■ **ЗАДАНИЕ A**: Повторите без изменений записи, начиная со строки, в которой есть "Would you mind pointing to the white ceiling", и заканчивая последней записью, обе границы включительно.

■ **ФРАГМЕНТ ТЕКСТА**:
----

В детской установке по отношению к взрослому положительная корреляция между любовью и уважением выступает еще отчетливее; в установке подростков по отношению к взрослым мужчинам она становится почти абсолютной. Из моих учителей я любил почти исключительно самых строгих, где под строгостью понимается, конечно, не произвольная тирания, а лишь безусловное требование признания их рангового положения. Должен сознаться, что было и исключение — моя детская привязанность к двум незамужним теткам, чадолюбивым старым девам, безмерно нас баловавшим. Я их вовсе не уважал, но любил их с нежностью, слегка окрашенной состраданием.

Даже простейшая, самая примитивная форма усвоения традиции, подражание, предполагает, что вызывающий подражание некоторым образом «импонирует» тому, кто подражает, — хотя бы в том смысле, как подействовал на моего маленького внука японский церемониал поклона (см. с. 380). На более высоком уровне дети пытаются всей своей личностью войти в образ того, кому они подражают, от чего возникает так называемое разыгрывание ролей. Выбор роли зависит от того, что импонирует ребенку, а вознаграждающее удовольствие, несомненно, состоит в повышении чувства собственного достоинства, что я вполне отчетливо вспоминаю по собственному опыту. У меня разыгрывание ролей относилось — как нетрудно догадаться — преимущественно к животным образцам, и могу заверить, что я просто блаженствовал в образе утки или дикого гуся. Роль фыркающего и свистящего паровоза, мчащегося впереди скорого поезда, тоже приводила меня в экстаз, повышая мое ощущение собственной важности. Неплохо было также быть Виннету, благородным вождем апачей, пусть даже под справедливой властью его отца Инчучуны.

Из этих фаз разыгрывания ролей в моем детстве я могу, по-видимому, заключить, что более ранние образцы, которым я подражал примерно с восьми до десяти лет, имели более сильное и продолжительное действие, чем более поздние. Позже не входят уже так полно в разыгрываемую роль.

Что ребенок может принять на себя даже роль безжизненной машины, как это было описано выше, свидетельствует лишь о том, в каких широких пределах находится врожденная способность к подражанию человеческого ребенка. В моем собственном детстве разыгрывание ролей сыграло в уже указанном отношении большую, возможно даже решающую, роль для моей дальнейшей жизни. Я отчетливо вспоминаю, с каким поистине актерским подражанием я старался повторять движения моих любимых животных. Это привело к сохранившейся у меня привычке «запоминать» формы движения животных путем подражания. Эта способность доставляет удовольствие моим ученикам.

Не столь избалованные дети выбирают себе более обычные образцы, среди которых водители автомобилей и кондукторы трамвая по-прежнему пользуются успехом, тогда как солдаты, которым дети чаще всего подражали еще несколько поколений назад, теперь — слава Богу! — уже не импонируют им. О более простых «низших» культурах мы знаем из работ О. Кёнига, И. Эйбль-Эйбесфельдта и других, что выбираемые и увлеченно разыгрываемые детьми роли — это просто роли взрослых, занятых какой-нибудь импонирующей детям деятельностью. Согласно Кёнигу, разыгрывание ролей часто незаметно переходит у них в настоящую помощь деятельности тех, кому подражают.

----

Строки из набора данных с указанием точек

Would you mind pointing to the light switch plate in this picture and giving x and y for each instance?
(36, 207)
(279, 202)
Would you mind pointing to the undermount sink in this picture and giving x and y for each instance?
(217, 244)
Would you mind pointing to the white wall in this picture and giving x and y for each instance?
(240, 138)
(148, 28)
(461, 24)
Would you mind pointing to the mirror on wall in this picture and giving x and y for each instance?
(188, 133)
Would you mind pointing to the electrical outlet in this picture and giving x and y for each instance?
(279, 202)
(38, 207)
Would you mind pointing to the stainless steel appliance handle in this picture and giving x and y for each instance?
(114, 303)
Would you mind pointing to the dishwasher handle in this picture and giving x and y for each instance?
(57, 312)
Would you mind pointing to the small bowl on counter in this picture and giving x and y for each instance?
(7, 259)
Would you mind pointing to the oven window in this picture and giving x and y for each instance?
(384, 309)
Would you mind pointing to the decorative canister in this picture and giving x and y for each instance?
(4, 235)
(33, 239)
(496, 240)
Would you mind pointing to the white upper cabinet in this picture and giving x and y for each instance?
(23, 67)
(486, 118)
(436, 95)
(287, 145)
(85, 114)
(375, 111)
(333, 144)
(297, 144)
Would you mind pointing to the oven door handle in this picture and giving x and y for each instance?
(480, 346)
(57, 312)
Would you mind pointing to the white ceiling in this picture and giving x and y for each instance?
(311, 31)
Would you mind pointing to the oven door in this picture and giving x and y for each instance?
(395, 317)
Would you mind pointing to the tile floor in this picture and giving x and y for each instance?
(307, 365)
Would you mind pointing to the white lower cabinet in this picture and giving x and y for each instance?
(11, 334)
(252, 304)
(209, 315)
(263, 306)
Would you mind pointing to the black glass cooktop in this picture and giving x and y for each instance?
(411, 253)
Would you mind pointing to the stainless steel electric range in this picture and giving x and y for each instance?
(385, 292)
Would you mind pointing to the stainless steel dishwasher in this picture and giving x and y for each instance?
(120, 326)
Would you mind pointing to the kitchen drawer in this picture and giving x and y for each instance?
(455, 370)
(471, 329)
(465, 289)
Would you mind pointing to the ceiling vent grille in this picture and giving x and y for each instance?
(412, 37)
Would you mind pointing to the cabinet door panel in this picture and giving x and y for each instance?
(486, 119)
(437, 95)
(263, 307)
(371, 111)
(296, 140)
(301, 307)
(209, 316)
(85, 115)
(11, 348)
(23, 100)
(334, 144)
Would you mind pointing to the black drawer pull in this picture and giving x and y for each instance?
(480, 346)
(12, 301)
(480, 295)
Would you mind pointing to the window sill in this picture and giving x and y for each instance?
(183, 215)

----

■ **ЗАДАНИЕ B**: Перепишите часть текста о детском подражании, начиная со слов "Из этих фаз" и заканчивая словами "в разыгрываемую роль.", заменив при этом "продолжительное" на "длительное".

■ **ПОЛНЫЙ ОТВЕТ A**:
Would you mind pointing to the white ceiling in this picture and giving x and y for each instance?
(311, 31)
Would you mind pointing to the oven door in this picture and giving x and y for each instance?
(395, 317)
Would you mind pointing to the tile floor in this picture and giving x and y for each instance?
(307, 365)
Would you mind pointing to the white lower cabinet in this picture and giving x and y for each instance?
(11, 334)
(252, 304)
(209, 315)
(263, 306)
Would you mind pointing to the black glass cooktop in this picture and giving x and y for each instance?
(411, 253)
Would you mind pointing to the stainless steel electric range in this picture and giving x and y for each instance?
(385, 292)
Would you mind pointing to the stainless steel dishwasher in this picture and giving x and y for each instance?
(120, 326)
Would you mind pointing to the kitchen drawer in this picture and giving x and y for each instance?
(455, 370)
(471, 329)
(465, 289)
Would you mind pointing to the ceiling vent grille in this picture and giving x and y for each instance?
(412, 37)
Would you mind pointing to the cabinet door panel in this picture and giving x and y for each instance?
(486, 119)
(437, 95)
(263, 307)
(371, 111)
(296, 140)
(301, 307)
(209, 316)
(85, 115)
(11, 348)
(23, 100)
(334, 144)
Would you mind pointing to the black drawer pull in this picture and giving x and y for each instance?
(480, 346)
(12, 301)
(480, 295)
Would you mind pointing to the window sill in this picture and giving x and y for each instance?
(183, 215)

■ **ПОЛНЫЙ ОТВЕТ B**:
Из этих фаз разыгрывания ролей в моем детстве я могу, по-видимому, заключить, что более ранние образцы, которым я подражал примерно с восьми до десяти лет, имели более сильное и длительное действие, чем более поздние. Позже не входят уже так полно в разыгрываемую роль.